- ACTIVIDADES:
1. Según el fragmento sobre Alemania, ¿en qué año se restableció el gobierno alemán?
2. Reproduce textualmente el fragmento sobre Alemania desde "No se trata" hasta "de 1949 después.", ambos incluidos.

- FRAGMENTO PROPORCIONADO:
SIN MEMORIA. NO SOMOS ALEMANIA.

Alemania es como el vecino perfecto que siempre está en boca de nuestros padres como ejemplo de casi todo. Al final no es el más admirado sino el más odiado, aunque el pobre ni tenga la culpa ni sea perfecto.
No se trata de convertirnos en otra Alemania ni de que ellos no tengan que aprender nada de nosotros, pero creo que pueden ser un referente o al menos un elemento comparativo a la hora de mirar como gestionamos nuestro pasado y cómo lo han hecho ellos.
Acabada y perdida la guerra mundial los alemanes que compartían la ideología nazi y miembros del partido nacional socialista no desaparecieron, la mayoría siguió ejerciendo sus trabajos bajo la gestión aliada primero y en el restablecido gobierno alemán de 1949 después.

- MATERIAL EXTRAÍDO:

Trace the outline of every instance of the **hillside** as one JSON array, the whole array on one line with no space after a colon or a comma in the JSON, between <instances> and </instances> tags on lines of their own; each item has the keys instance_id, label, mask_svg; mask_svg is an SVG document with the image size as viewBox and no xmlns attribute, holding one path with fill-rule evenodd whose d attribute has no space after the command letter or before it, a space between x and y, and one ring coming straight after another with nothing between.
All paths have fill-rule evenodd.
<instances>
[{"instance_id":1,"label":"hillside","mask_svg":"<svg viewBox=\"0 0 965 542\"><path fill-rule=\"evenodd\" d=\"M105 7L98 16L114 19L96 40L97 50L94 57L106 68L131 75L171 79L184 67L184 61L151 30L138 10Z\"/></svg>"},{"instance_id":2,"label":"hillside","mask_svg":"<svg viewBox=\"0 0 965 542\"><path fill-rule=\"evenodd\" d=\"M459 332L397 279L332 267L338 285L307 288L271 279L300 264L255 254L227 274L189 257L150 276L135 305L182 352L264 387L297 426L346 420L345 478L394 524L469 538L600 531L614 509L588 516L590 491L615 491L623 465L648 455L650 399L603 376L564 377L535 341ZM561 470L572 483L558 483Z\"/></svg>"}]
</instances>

- RESPUESTAS POR ACTIVIDAD:
1. En 1949.

2.
No se trata de convertirnos en otra Alemania ni de que ellos no tengan que aprender nada de nosotros, pero creo que pueden ser un referente o al menos un elemento comparativo a la hora de mirar como gestionamos nuestro pasado y cómo lo han hecho ellos.
Acabada y perdida la guerra mundial los alemanes que compartían la ideología nazi y miembros del partido nacional socialista no desaparecieron, la mayoría siguió ejerciendo sus trabajos bajo la gestión aliada primero y en el restablecido gobierno alemán de 1949 después.